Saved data
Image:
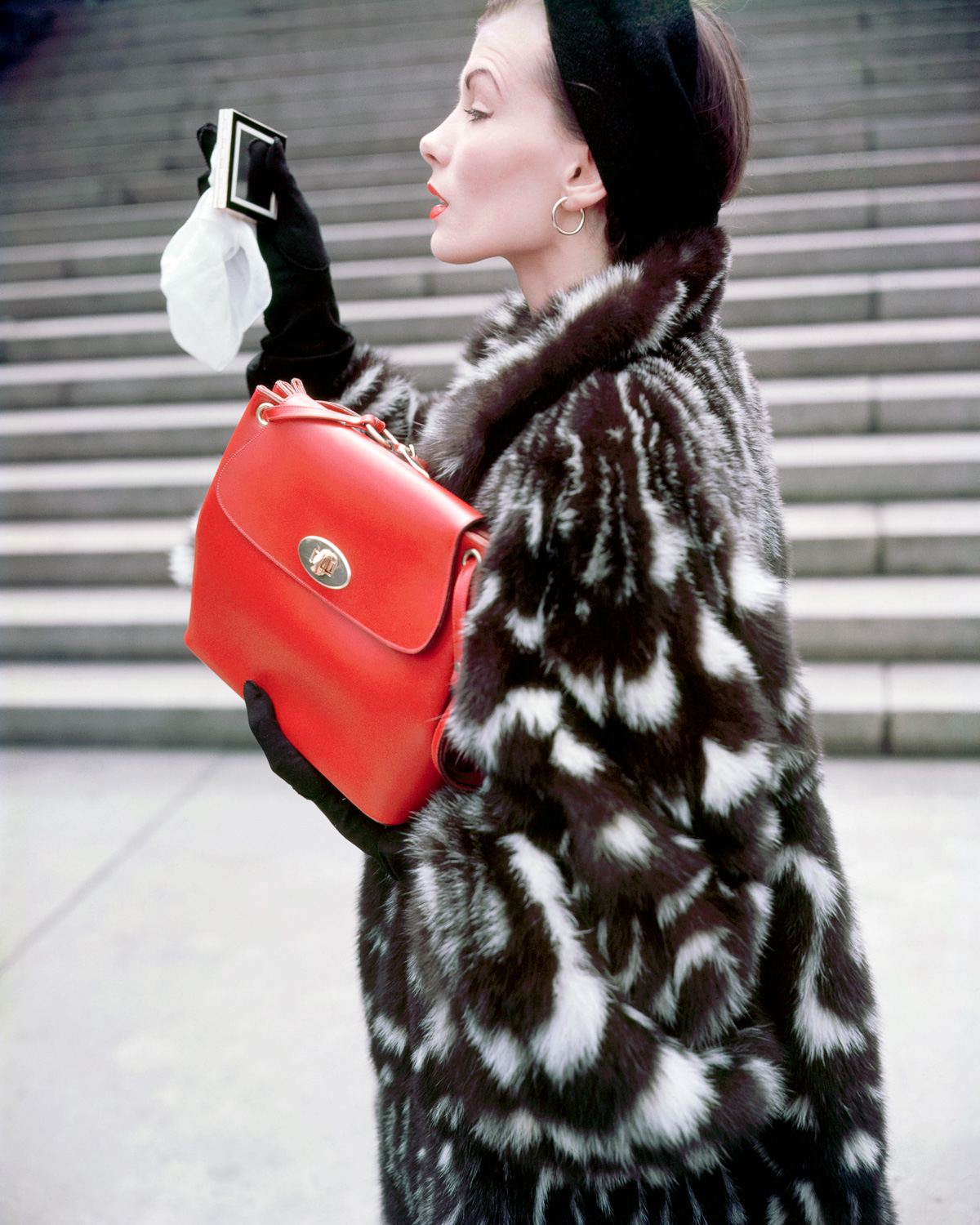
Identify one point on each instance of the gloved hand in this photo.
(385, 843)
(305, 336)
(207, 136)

...

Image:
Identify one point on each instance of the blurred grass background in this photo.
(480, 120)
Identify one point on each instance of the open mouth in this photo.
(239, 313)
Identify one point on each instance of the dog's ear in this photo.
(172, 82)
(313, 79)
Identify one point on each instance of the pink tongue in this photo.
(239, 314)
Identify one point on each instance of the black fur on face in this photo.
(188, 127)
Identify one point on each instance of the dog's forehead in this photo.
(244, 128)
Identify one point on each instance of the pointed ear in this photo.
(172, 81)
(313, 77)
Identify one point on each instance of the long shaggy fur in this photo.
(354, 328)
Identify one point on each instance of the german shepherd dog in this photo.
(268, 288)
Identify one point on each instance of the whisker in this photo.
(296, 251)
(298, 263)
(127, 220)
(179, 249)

• **REQUEST**
Gather every line from the records that contains the word "point", and copy each one as it appears.

• **RESPONSE TO THIS TASK**
Identify one point on each instance of the gloved hand in this photo.
Identify one point on each instance of the blurred grass background in this photo.
Identify one point on each instance of the open mouth in this photo.
Identify one point on each instance of the dog's ear in this photo.
Identify one point on each instance of the pink tongue in this photo.
Identify one point on each instance of the black fur on face in this photo.
Identify one point on each instance of the dog's forehead in this photo.
Identify one point on each instance of the pointed ear in this photo.
Identify one point on each instance of the long shaggy fur in this photo.
Identify one point on each instance of the german shepherd dog in this photo.
Identify one point on each instance of the whisker in this photo.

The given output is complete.